- Assigned task
Reproduce verbatim only the lines from the one containing "Spot the black trousers" through the last line below, both included.

- Available records
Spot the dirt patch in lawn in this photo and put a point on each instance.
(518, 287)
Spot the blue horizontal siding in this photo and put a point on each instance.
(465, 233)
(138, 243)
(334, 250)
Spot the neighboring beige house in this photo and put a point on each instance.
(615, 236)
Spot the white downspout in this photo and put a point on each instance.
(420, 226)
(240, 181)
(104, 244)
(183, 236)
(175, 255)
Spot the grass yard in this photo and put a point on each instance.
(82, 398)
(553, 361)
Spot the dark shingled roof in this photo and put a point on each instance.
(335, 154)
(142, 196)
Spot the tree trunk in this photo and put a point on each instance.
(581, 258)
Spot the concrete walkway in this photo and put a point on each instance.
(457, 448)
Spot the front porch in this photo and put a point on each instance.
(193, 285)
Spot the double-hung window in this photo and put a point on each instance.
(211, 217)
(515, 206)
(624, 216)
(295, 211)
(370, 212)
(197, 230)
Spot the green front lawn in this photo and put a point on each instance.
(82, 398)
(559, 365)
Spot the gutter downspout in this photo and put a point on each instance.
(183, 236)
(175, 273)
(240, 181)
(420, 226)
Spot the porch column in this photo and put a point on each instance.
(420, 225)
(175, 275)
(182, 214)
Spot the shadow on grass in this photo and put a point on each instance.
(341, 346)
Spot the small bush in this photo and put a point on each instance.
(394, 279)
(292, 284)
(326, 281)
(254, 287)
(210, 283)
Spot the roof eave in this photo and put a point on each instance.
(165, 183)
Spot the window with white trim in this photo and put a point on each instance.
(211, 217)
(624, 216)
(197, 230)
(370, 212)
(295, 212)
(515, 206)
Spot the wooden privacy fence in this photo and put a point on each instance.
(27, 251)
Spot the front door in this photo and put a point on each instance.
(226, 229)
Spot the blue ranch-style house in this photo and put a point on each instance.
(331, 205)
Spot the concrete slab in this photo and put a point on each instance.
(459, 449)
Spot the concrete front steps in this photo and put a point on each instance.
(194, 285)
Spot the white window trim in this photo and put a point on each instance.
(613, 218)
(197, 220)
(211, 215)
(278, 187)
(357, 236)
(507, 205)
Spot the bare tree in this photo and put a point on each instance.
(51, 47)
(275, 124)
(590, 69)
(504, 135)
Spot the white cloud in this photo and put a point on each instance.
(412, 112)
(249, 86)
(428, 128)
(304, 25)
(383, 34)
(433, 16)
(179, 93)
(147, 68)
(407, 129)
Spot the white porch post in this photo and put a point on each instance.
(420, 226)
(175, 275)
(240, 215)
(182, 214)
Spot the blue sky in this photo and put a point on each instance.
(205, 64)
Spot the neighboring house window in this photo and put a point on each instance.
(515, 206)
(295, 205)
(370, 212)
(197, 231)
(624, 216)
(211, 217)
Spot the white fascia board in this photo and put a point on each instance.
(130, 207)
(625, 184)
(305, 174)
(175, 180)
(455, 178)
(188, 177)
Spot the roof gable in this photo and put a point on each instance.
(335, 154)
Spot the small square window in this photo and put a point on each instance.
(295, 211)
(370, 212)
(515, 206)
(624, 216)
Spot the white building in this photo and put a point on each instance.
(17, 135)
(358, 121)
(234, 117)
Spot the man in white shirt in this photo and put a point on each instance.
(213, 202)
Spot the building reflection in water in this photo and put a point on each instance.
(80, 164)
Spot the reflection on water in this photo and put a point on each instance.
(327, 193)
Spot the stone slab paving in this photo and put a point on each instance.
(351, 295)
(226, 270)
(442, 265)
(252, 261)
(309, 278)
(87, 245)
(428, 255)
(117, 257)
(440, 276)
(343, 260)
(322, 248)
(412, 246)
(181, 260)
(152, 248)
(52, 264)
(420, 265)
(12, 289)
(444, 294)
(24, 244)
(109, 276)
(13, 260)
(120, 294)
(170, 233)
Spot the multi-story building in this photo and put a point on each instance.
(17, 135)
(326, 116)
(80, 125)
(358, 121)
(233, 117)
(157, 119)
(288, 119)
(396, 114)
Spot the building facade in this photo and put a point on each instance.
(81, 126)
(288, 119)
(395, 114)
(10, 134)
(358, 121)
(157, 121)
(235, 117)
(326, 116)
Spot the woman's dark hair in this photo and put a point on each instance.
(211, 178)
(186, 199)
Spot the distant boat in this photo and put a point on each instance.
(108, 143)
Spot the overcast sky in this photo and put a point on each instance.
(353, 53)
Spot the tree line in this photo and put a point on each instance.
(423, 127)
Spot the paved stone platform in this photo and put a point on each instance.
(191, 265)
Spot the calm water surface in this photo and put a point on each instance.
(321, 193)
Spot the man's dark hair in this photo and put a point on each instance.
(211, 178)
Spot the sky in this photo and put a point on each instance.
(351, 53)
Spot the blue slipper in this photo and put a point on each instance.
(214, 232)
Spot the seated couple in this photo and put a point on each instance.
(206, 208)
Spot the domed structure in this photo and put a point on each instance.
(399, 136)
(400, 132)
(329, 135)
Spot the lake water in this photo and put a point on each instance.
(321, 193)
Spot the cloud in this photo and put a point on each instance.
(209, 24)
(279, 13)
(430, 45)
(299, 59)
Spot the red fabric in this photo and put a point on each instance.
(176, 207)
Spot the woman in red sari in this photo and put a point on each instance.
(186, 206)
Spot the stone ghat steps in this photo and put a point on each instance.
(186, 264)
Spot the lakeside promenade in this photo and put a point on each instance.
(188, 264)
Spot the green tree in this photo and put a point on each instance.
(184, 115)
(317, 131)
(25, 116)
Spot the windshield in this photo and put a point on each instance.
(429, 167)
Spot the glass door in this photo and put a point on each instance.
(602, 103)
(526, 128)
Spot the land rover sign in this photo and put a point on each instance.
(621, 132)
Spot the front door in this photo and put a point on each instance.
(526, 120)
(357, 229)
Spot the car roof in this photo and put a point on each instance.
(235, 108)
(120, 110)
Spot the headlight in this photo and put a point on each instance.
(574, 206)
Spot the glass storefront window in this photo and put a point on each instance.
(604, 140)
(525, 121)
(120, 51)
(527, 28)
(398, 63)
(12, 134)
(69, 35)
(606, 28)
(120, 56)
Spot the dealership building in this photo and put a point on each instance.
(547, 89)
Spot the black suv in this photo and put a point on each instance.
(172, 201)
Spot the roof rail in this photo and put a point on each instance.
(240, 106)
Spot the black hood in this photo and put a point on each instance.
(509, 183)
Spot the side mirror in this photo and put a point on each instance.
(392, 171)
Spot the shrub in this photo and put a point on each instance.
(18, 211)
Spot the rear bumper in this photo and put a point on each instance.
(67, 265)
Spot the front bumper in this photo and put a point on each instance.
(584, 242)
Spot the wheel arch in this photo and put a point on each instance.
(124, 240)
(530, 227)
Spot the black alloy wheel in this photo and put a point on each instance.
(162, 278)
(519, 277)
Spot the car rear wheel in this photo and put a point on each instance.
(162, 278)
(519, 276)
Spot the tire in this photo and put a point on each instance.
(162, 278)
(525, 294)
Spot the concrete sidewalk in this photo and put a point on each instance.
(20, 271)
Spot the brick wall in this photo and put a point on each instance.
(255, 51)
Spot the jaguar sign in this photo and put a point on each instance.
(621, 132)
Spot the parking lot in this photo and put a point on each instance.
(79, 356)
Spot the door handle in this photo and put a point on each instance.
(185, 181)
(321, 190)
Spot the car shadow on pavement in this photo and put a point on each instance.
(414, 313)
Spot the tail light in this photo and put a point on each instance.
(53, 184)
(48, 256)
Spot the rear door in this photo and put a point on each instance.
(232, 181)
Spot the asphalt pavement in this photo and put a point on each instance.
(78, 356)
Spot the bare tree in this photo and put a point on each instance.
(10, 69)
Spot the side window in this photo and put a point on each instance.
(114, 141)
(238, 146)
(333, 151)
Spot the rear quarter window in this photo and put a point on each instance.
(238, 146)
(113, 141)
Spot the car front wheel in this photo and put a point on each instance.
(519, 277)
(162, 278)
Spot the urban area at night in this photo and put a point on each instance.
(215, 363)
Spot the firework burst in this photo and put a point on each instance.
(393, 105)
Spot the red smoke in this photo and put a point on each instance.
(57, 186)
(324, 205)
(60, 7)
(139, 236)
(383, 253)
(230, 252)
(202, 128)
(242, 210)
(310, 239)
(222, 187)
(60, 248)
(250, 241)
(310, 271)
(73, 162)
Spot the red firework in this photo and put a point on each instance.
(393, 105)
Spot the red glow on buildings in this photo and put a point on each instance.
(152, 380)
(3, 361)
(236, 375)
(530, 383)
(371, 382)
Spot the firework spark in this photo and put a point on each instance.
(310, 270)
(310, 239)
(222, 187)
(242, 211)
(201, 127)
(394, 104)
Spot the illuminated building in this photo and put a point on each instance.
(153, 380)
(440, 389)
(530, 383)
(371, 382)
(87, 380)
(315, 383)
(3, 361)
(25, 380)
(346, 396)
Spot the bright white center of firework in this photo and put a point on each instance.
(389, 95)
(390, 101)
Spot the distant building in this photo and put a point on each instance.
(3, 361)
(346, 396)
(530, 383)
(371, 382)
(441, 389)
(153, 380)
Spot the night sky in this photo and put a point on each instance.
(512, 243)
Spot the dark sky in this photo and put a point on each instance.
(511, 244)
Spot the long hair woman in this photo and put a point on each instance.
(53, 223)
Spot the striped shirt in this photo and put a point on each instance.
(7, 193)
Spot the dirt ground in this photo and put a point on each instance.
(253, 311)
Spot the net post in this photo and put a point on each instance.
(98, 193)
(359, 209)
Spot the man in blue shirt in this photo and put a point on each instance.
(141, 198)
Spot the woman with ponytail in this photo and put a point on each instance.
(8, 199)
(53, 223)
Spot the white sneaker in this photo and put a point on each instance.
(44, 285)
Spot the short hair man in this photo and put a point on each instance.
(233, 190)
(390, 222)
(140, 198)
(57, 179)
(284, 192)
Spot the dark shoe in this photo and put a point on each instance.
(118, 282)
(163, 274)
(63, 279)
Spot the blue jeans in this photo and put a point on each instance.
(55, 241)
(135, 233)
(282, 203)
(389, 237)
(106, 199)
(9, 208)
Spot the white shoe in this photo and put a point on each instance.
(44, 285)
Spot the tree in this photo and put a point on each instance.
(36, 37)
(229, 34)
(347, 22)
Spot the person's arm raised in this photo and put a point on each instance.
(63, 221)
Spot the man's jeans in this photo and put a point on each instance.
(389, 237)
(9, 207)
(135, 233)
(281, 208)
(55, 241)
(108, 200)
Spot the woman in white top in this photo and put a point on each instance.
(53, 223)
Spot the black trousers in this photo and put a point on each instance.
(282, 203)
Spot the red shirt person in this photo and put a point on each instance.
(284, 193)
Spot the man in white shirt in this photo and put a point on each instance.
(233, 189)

- Result of the task
Spot the black trousers in this photo and put a point on each instance.
(282, 203)
Spot the red shirt person in this photo and put a point on each instance.
(284, 193)
Spot the man in white shirt in this photo and put a point on each instance.
(233, 189)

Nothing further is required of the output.